* [Problem to solve] Please retype every row below character for character.

(Excerpt from a dataset)
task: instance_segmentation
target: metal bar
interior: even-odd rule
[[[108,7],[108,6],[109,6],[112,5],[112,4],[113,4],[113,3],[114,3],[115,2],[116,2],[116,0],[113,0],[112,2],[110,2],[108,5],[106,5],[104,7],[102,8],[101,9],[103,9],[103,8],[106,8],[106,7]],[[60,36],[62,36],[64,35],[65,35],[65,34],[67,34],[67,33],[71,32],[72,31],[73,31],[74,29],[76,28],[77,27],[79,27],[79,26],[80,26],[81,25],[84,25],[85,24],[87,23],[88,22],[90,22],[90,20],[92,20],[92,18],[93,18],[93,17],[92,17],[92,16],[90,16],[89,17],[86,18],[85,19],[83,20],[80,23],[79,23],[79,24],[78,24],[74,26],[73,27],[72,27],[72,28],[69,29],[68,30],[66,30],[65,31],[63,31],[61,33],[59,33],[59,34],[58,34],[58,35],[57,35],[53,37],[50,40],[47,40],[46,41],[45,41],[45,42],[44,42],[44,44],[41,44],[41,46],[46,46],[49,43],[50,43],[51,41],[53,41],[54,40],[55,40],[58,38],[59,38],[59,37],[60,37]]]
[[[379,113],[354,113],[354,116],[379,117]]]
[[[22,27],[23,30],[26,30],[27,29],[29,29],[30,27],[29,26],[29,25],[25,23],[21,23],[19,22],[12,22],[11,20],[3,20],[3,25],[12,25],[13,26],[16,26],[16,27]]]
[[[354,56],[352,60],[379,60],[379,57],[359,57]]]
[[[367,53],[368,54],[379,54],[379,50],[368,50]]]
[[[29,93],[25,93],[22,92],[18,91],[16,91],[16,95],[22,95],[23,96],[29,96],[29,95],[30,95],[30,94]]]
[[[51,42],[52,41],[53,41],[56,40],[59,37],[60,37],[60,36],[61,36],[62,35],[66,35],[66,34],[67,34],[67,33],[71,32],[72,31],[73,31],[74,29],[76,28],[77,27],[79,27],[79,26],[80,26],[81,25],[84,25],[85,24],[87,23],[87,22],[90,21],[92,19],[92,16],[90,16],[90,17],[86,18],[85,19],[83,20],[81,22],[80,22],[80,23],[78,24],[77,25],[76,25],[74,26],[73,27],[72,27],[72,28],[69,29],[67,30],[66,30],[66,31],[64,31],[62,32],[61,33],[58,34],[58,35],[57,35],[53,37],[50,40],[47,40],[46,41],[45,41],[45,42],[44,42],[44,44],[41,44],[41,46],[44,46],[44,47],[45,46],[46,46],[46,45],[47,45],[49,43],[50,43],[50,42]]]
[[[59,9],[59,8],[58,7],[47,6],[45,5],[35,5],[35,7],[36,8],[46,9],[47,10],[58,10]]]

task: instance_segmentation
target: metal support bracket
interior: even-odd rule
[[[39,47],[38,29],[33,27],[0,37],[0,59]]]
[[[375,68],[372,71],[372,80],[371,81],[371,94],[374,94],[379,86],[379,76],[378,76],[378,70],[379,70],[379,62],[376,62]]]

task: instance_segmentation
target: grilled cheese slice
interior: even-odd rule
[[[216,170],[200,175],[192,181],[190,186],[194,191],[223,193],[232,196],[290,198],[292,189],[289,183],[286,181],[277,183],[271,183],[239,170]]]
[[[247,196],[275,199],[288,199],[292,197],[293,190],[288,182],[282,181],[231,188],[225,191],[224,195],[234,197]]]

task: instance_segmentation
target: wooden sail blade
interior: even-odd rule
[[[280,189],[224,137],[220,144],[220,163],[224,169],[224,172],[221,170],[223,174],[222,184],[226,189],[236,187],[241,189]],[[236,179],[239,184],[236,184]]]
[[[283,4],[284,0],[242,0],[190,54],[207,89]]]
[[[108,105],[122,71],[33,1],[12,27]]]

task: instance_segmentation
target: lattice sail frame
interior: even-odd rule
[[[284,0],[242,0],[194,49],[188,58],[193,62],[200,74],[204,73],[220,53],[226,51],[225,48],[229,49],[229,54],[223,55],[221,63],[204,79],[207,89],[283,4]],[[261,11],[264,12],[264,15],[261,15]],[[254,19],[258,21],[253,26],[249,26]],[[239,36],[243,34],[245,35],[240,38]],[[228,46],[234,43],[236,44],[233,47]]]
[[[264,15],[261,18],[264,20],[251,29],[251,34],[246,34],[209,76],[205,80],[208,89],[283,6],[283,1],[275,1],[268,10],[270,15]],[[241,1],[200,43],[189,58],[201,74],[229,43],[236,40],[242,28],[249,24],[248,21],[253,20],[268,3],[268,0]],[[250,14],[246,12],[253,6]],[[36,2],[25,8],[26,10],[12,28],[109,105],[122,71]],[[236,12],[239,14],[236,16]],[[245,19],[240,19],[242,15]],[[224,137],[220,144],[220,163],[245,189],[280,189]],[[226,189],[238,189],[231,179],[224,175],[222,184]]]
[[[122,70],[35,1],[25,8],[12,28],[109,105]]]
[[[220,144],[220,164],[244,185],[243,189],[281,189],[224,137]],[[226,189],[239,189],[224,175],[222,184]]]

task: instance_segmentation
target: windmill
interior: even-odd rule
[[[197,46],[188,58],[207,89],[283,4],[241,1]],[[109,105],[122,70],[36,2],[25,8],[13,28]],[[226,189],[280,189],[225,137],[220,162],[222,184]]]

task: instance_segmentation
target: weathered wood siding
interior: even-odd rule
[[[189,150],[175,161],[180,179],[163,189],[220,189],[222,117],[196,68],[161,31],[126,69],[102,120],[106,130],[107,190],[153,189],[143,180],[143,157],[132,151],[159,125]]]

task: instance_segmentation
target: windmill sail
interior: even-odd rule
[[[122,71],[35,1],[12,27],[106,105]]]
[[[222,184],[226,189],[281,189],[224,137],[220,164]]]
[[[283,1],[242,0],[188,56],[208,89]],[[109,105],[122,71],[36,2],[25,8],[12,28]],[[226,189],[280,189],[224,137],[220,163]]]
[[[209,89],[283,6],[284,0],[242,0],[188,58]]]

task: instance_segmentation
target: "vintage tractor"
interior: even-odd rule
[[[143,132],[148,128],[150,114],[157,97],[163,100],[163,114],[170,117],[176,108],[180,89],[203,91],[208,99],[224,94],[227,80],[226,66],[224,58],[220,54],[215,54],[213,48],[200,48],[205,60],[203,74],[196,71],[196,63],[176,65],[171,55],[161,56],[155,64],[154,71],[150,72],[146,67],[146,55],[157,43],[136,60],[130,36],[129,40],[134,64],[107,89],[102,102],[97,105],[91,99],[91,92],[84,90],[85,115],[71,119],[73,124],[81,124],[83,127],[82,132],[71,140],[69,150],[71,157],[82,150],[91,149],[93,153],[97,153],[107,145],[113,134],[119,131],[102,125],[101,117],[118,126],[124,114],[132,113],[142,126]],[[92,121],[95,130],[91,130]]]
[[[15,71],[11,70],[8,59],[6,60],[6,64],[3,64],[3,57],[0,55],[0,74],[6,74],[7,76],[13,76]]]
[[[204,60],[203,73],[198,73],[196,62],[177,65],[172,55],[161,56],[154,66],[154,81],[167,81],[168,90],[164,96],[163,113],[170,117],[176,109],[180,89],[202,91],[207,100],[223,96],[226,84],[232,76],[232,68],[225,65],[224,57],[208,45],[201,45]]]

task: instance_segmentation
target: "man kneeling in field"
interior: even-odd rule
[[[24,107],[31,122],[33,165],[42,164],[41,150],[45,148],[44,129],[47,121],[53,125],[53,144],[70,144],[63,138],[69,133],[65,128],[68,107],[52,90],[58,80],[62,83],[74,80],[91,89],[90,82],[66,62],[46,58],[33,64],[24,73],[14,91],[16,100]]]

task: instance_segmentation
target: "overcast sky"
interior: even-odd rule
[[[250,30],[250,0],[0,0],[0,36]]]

* [Final result]
task: instance_segmentation
target: metal bar
interior: even-odd rule
[[[108,7],[108,6],[109,6],[112,5],[112,4],[113,4],[113,3],[114,3],[115,2],[116,2],[116,0],[113,0],[112,2],[110,2],[108,5],[106,5],[104,7],[102,8],[101,9],[103,9],[103,8],[106,8],[106,7]],[[60,36],[62,36],[64,35],[65,35],[65,34],[67,34],[67,33],[71,32],[72,31],[73,31],[74,29],[76,28],[77,27],[79,27],[79,26],[80,26],[81,25],[84,25],[85,24],[87,23],[88,22],[90,22],[90,20],[92,20],[92,18],[93,18],[93,17],[92,17],[92,16],[90,16],[89,17],[86,18],[85,19],[83,20],[80,23],[79,23],[79,24],[78,24],[74,26],[73,27],[72,27],[72,28],[69,29],[68,30],[66,30],[65,31],[63,31],[61,33],[59,33],[59,34],[58,34],[58,35],[57,35],[53,37],[50,40],[47,40],[46,41],[45,41],[45,42],[44,42],[44,44],[41,44],[41,46],[46,46],[49,43],[50,43],[51,41],[53,41],[54,40],[55,40],[58,38],[59,38],[59,37],[60,37]]]
[[[379,113],[354,113],[354,116],[379,117]]]
[[[22,27],[23,30],[26,30],[27,29],[29,29],[30,27],[29,26],[29,25],[25,23],[21,23],[19,22],[12,22],[11,20],[3,20],[3,25],[12,25],[13,26],[16,26],[16,27]]]
[[[354,56],[352,60],[379,60],[379,57],[359,57]]]
[[[367,53],[368,54],[379,54],[379,50],[368,50]]]
[[[29,93],[25,93],[22,92],[18,91],[16,91],[16,95],[22,95],[23,96],[29,96],[29,95],[30,95],[30,94]]]
[[[51,42],[52,41],[53,41],[56,40],[59,37],[60,37],[60,36],[61,36],[62,35],[66,35],[66,34],[67,34],[67,33],[71,32],[72,31],[73,31],[74,29],[76,28],[77,27],[79,27],[79,26],[80,26],[81,25],[84,25],[85,24],[87,23],[87,22],[90,21],[92,19],[92,16],[90,16],[90,17],[86,18],[85,19],[83,20],[81,22],[80,22],[80,23],[78,24],[77,25],[76,25],[74,26],[73,27],[72,27],[72,28],[69,29],[67,30],[66,30],[66,31],[64,31],[62,32],[61,33],[58,34],[58,35],[57,35],[53,37],[50,40],[47,40],[46,41],[45,41],[45,42],[44,42],[44,44],[41,44],[41,46],[44,46],[44,47],[45,46],[46,46],[46,45],[47,45],[49,43],[50,43],[50,42]]]
[[[59,9],[59,8],[58,7],[47,6],[45,5],[35,5],[35,7],[36,8],[46,9],[47,10],[58,10]]]

task: instance_segmentation
target: metal support bracket
interior: even-odd rule
[[[39,47],[38,29],[33,27],[0,37],[0,59]]]
[[[375,68],[372,71],[372,80],[371,81],[371,94],[374,94],[379,86],[379,76],[378,76],[378,70],[379,70],[379,62],[376,62]]]

task: instance_segmentation
target: grilled cheese slice
interior: even-odd rule
[[[216,170],[200,175],[192,181],[190,186],[194,191],[223,193],[232,196],[290,198],[292,189],[289,183],[286,181],[277,183],[271,183],[239,170]]]
[[[247,196],[275,199],[288,199],[292,197],[293,190],[288,182],[282,181],[231,188],[225,191],[224,195],[234,197]]]

task: instance_segmentation
target: wooden sail blade
interior: even-odd rule
[[[280,189],[224,137],[220,144],[220,163],[224,169],[224,172],[221,170],[223,174],[222,184],[226,189],[236,187],[241,189]],[[236,179],[239,184],[236,184]]]
[[[283,4],[284,0],[242,0],[190,54],[207,89]]]
[[[108,105],[122,71],[33,1],[12,27]]]

task: instance_segmentation
target: lattice sail frame
interior: even-odd rule
[[[284,0],[242,0],[194,49],[188,58],[193,62],[200,74],[204,73],[220,53],[226,51],[225,48],[229,49],[229,54],[223,55],[221,63],[204,79],[207,89],[283,4]],[[261,11],[264,12],[264,15],[261,15]],[[254,19],[258,21],[253,26],[249,26]],[[239,36],[243,34],[245,35],[240,38]],[[228,46],[234,43],[236,44],[233,47]]]
[[[264,15],[261,18],[264,20],[251,29],[251,34],[246,34],[209,76],[205,80],[208,89],[283,6],[283,1],[275,1],[268,10],[270,15]],[[241,1],[200,43],[189,58],[201,74],[229,43],[236,40],[242,28],[249,24],[248,21],[253,20],[268,3],[268,0]],[[250,14],[246,12],[253,6]],[[36,2],[25,8],[26,10],[12,28],[109,105],[122,71]],[[236,12],[239,14],[236,16]],[[245,19],[240,19],[242,15]],[[224,137],[220,144],[220,163],[245,189],[280,189]],[[226,189],[238,189],[231,179],[224,175],[222,184]]]
[[[122,70],[35,1],[25,8],[12,28],[109,105]]]
[[[220,144],[220,164],[244,185],[243,189],[281,189],[224,137]],[[226,189],[239,189],[224,175],[222,184]]]

task: instance_segmentation
target: windmill
interior: even-odd rule
[[[197,46],[188,58],[207,89],[283,4],[241,1]],[[109,105],[122,70],[36,2],[25,8],[13,28]],[[226,189],[280,189],[225,137],[220,162],[222,184]]]

task: instance_segmentation
target: weathered wood siding
interior: even-odd rule
[[[189,150],[175,161],[180,179],[163,189],[220,189],[222,117],[196,68],[161,31],[126,69],[102,120],[106,130],[107,190],[153,189],[143,180],[143,157],[132,151],[159,125]]]

task: instance_segmentation
target: windmill sail
interior: even-odd rule
[[[122,71],[35,1],[12,27],[106,105]]]
[[[222,184],[226,189],[281,189],[224,137],[220,164]]]
[[[283,1],[242,0],[188,56],[208,89]],[[109,105],[122,71],[36,2],[25,8],[12,28]],[[226,189],[280,189],[224,137],[220,163]]]
[[[209,89],[283,6],[284,0],[242,0],[188,58]]]

task: instance_segmentation
target: "vintage tractor"
interior: even-odd rule
[[[143,132],[148,128],[150,114],[157,97],[163,100],[163,114],[170,117],[176,108],[180,89],[203,91],[208,99],[224,94],[227,80],[226,66],[224,58],[220,54],[215,54],[213,48],[200,48],[205,60],[203,74],[196,71],[196,63],[176,65],[171,55],[161,56],[155,64],[154,71],[150,72],[146,67],[146,55],[157,43],[136,60],[130,36],[129,40],[134,64],[107,89],[102,102],[97,105],[91,99],[91,92],[84,90],[85,115],[71,119],[73,124],[81,124],[83,127],[82,132],[71,140],[69,150],[71,157],[82,150],[91,149],[93,153],[97,153],[107,145],[113,134],[119,131],[102,125],[101,117],[118,126],[124,114],[132,113],[142,126]],[[92,121],[95,130],[91,130]]]
[[[15,71],[11,70],[8,59],[6,60],[6,64],[3,64],[3,57],[0,55],[0,74],[6,74],[7,76],[13,76]]]
[[[204,60],[203,73],[198,73],[196,62],[177,65],[172,55],[161,56],[154,66],[154,81],[167,81],[168,90],[164,96],[163,113],[170,117],[176,109],[180,89],[202,91],[207,100],[223,96],[226,84],[232,76],[232,68],[225,65],[224,57],[208,45],[201,45]]]

task: instance_segmentation
target: "man kneeling in field"
interior: even-odd rule
[[[24,107],[31,122],[33,165],[42,164],[41,150],[45,148],[44,129],[47,121],[53,125],[53,144],[70,144],[63,138],[69,133],[65,128],[68,107],[52,90],[58,80],[62,83],[74,80],[91,89],[90,82],[66,62],[46,58],[33,64],[24,73],[14,91],[16,100]]]

task: instance_segmentation
target: "overcast sky"
interior: even-odd rule
[[[250,30],[250,0],[0,0],[0,36]]]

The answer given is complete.